• SHORT TASK:
Please rewrite the data below, changing every "give x and y" to "return x and y" and keeping everything else the same.

▼

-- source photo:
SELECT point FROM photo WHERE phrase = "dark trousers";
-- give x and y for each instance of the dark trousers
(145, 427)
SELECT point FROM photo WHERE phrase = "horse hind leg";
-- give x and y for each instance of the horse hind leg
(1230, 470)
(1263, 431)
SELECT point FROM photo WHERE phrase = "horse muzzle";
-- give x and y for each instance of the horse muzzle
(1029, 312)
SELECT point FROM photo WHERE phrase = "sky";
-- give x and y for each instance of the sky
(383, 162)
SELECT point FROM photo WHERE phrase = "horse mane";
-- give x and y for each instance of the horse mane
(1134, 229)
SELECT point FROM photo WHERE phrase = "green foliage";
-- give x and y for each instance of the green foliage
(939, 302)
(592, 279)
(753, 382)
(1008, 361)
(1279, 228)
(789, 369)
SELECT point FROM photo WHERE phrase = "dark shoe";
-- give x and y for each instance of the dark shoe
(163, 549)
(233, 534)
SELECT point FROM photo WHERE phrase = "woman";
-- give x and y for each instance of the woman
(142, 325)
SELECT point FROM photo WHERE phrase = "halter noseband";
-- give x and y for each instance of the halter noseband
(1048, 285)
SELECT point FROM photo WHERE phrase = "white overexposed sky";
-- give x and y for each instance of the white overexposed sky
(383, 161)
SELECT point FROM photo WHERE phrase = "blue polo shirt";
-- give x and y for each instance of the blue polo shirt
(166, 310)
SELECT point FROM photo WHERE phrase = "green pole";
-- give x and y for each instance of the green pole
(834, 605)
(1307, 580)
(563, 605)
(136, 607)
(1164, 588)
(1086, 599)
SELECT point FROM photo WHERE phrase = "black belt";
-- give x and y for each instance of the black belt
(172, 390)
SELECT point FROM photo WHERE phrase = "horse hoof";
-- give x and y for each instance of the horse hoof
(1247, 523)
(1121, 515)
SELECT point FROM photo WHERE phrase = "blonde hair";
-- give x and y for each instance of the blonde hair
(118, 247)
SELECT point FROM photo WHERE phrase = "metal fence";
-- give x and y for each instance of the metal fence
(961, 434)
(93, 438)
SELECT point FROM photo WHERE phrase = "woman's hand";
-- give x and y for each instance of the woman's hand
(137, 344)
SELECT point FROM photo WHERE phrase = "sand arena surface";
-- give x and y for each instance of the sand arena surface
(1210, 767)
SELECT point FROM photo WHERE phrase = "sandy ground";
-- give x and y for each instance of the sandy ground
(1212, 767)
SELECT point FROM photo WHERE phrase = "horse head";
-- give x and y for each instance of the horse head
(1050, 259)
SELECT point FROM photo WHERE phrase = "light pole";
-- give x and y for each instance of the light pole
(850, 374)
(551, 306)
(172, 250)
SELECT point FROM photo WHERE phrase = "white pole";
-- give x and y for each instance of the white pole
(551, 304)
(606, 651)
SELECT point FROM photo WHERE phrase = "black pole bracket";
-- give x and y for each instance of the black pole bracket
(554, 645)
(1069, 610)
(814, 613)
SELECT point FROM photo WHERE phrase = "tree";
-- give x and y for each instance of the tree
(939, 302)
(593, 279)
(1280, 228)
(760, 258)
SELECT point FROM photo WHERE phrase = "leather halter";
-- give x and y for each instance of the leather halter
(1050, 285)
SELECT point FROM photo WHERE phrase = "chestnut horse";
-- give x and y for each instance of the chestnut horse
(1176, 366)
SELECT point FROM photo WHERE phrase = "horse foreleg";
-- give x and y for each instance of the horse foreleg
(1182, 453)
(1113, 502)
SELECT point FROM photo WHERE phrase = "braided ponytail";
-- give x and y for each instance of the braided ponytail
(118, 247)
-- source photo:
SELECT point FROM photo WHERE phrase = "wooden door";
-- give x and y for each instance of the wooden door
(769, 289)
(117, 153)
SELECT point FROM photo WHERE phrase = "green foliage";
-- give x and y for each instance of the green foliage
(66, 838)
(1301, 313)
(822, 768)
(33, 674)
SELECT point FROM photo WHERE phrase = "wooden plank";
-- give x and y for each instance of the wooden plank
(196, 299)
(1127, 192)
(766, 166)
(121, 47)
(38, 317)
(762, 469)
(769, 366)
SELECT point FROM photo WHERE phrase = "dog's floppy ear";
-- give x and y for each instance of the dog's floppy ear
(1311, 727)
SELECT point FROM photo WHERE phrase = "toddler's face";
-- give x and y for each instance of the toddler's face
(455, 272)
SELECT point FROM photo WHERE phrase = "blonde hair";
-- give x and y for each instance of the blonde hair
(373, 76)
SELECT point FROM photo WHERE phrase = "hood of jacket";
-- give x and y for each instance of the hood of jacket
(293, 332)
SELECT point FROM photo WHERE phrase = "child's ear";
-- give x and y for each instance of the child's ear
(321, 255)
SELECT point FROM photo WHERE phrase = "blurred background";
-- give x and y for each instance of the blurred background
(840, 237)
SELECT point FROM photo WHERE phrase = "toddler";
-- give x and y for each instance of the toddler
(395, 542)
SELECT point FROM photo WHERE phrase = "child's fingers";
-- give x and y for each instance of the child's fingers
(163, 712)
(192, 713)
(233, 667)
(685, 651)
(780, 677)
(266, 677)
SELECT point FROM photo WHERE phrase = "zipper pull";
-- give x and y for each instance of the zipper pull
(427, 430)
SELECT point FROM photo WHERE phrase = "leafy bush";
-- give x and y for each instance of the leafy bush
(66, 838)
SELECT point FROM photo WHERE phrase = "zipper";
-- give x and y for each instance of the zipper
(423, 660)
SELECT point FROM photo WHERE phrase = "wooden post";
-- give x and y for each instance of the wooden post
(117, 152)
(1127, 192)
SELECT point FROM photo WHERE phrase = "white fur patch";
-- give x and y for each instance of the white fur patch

▲

• FULL RESPONSE:
-- source photo:
SELECT point FROM photo WHERE phrase = "dark trousers";
-- return x and y for each instance of the dark trousers
(145, 427)
SELECT point FROM photo WHERE phrase = "horse hind leg";
-- return x and y for each instance of the horse hind leg
(1230, 470)
(1263, 431)
SELECT point FROM photo WHERE phrase = "horse muzzle";
-- return x and y for each instance of the horse muzzle
(1029, 312)
SELECT point FROM photo WHERE phrase = "sky";
-- return x and y for each instance of the sky
(383, 162)
SELECT point FROM photo WHERE phrase = "horse mane";
-- return x and y for each instance of the horse mane
(1134, 229)
SELECT point FROM photo WHERE phrase = "green foliage";
-- return x and y for each instance of the green foliage
(939, 302)
(592, 279)
(753, 382)
(1008, 361)
(1279, 228)
(789, 369)
SELECT point FROM photo WHERE phrase = "dark shoe";
-- return x and y for each instance of the dark shoe
(163, 549)
(233, 534)
SELECT point FROM photo WHERE phrase = "woman";
-- return x and y for each instance of the woman
(142, 325)
SELECT point FROM photo WHERE phrase = "halter noseband";
-- return x and y for each instance of the halter noseband
(1048, 285)
SELECT point FROM photo WHERE phrase = "white overexposed sky";
-- return x and y for each instance of the white overexposed sky
(383, 161)
SELECT point FROM photo WHERE phrase = "blue polo shirt";
-- return x and y for each instance of the blue polo shirt
(166, 310)
SELECT point FROM photo WHERE phrase = "green pole";
-- return x and y for each instance of the green pole
(834, 605)
(1307, 580)
(563, 605)
(136, 607)
(1164, 588)
(1086, 599)
SELECT point FROM photo WHERE phrase = "black belt";
-- return x and y for each instance of the black belt
(172, 390)
SELECT point FROM photo WHERE phrase = "horse hoof";
-- return x and y for each instance of the horse hoof
(1247, 523)
(1121, 515)
SELECT point FROM photo WHERE phrase = "blonde hair";
-- return x and y for each instance of the blonde hair
(118, 247)
SELECT point FROM photo WHERE phrase = "metal fence";
-- return x and y for each instance of the metal fence
(961, 434)
(93, 438)
SELECT point FROM photo WHERE phrase = "woman's hand";
-- return x and y for each instance of the woman's hand
(137, 344)
SELECT point FROM photo WHERE phrase = "sand arena surface";
-- return x and y for each instance of the sand arena surface
(1210, 767)
SELECT point FROM photo WHERE phrase = "sandy ground";
-- return x and y for each instance of the sandy ground
(1212, 767)
SELECT point FROM photo WHERE phrase = "horse head";
-- return x and y for each instance of the horse head
(1050, 259)
SELECT point FROM photo WHERE phrase = "light pole";
-- return x and y for each instance of the light pole
(850, 374)
(551, 306)
(172, 250)
SELECT point FROM photo WHERE phrase = "white pole";
-- return x and y for each instance of the white pole
(551, 304)
(606, 651)
SELECT point FROM photo WHERE phrase = "black pole bracket";
-- return x and y for each instance of the black pole bracket
(554, 645)
(1069, 610)
(814, 613)
SELECT point FROM photo WHERE phrase = "tree";
-- return x and y for each instance of the tree
(939, 302)
(593, 279)
(1280, 228)
(760, 258)
SELECT point FROM photo WHERE phrase = "leather halter";
-- return x and y for each instance of the leather halter
(1050, 285)
SELECT point FROM photo WHERE phrase = "chestnut horse";
-- return x and y for each instance of the chestnut horse
(1176, 366)
SELECT point FROM photo WHERE phrase = "horse foreleg";
-- return x and y for each instance of the horse foreleg
(1182, 453)
(1113, 502)
SELECT point FROM photo WHERE phrase = "braided ponytail";
-- return x and y for each instance of the braided ponytail
(118, 247)
-- source photo:
SELECT point FROM photo WHERE phrase = "wooden door";
-- return x and y for each instance of the wooden door
(769, 289)
(117, 153)
SELECT point FROM photo WHERE phrase = "green foliage";
-- return x and y for each instance of the green foliage
(66, 838)
(1301, 313)
(822, 768)
(33, 674)
SELECT point FROM photo WHERE phrase = "wooden plank";
-- return x and y for each instance of the wooden plank
(196, 299)
(1127, 192)
(766, 166)
(121, 47)
(38, 317)
(762, 469)
(769, 366)
SELECT point FROM photo WHERE phrase = "dog's floppy ear";
-- return x and y for each instance of the dog's floppy ear
(1311, 727)
SELECT point FROM photo WHERE phrase = "toddler's face";
-- return x and y for each instance of the toddler's face
(455, 272)
SELECT point FROM photo WHERE phrase = "blonde hair";
-- return x and y for each instance of the blonde hair
(373, 76)
SELECT point FROM photo WHERE phrase = "hood of jacket";
-- return x and y for each instance of the hood of jacket
(293, 332)
SELECT point FROM photo WHERE phrase = "child's ear";
-- return x and y for each instance of the child's ear
(321, 255)
SELECT point FROM photo WHERE phrase = "blurred background";
-- return x and y for each instance of the blurred background
(840, 237)
SELECT point FROM photo WHERE phrase = "toddler";
-- return x and y for each instance of the toddler
(395, 542)
SELECT point FROM photo WHERE phrase = "child's fingers";
-- return x and y for each instance of the child's fingers
(163, 712)
(192, 713)
(233, 667)
(685, 651)
(780, 677)
(266, 677)
SELECT point FROM photo WHERE phrase = "zipper pull";
-- return x and y for each instance of the zipper pull
(427, 430)
SELECT point FROM photo WHERE phrase = "leafy bush";
-- return x and y for each instance of the leafy bush
(66, 838)
SELECT point FROM photo WHERE phrase = "zipper";
-- return x and y for each instance of the zipper
(423, 660)
SELECT point FROM photo WHERE phrase = "wooden post";
-- return x and y for each instance of the wooden post
(117, 152)
(1127, 192)
SELECT point FROM photo WHERE phrase = "white fur patch";
-- return x and y for each instance of the white fur patch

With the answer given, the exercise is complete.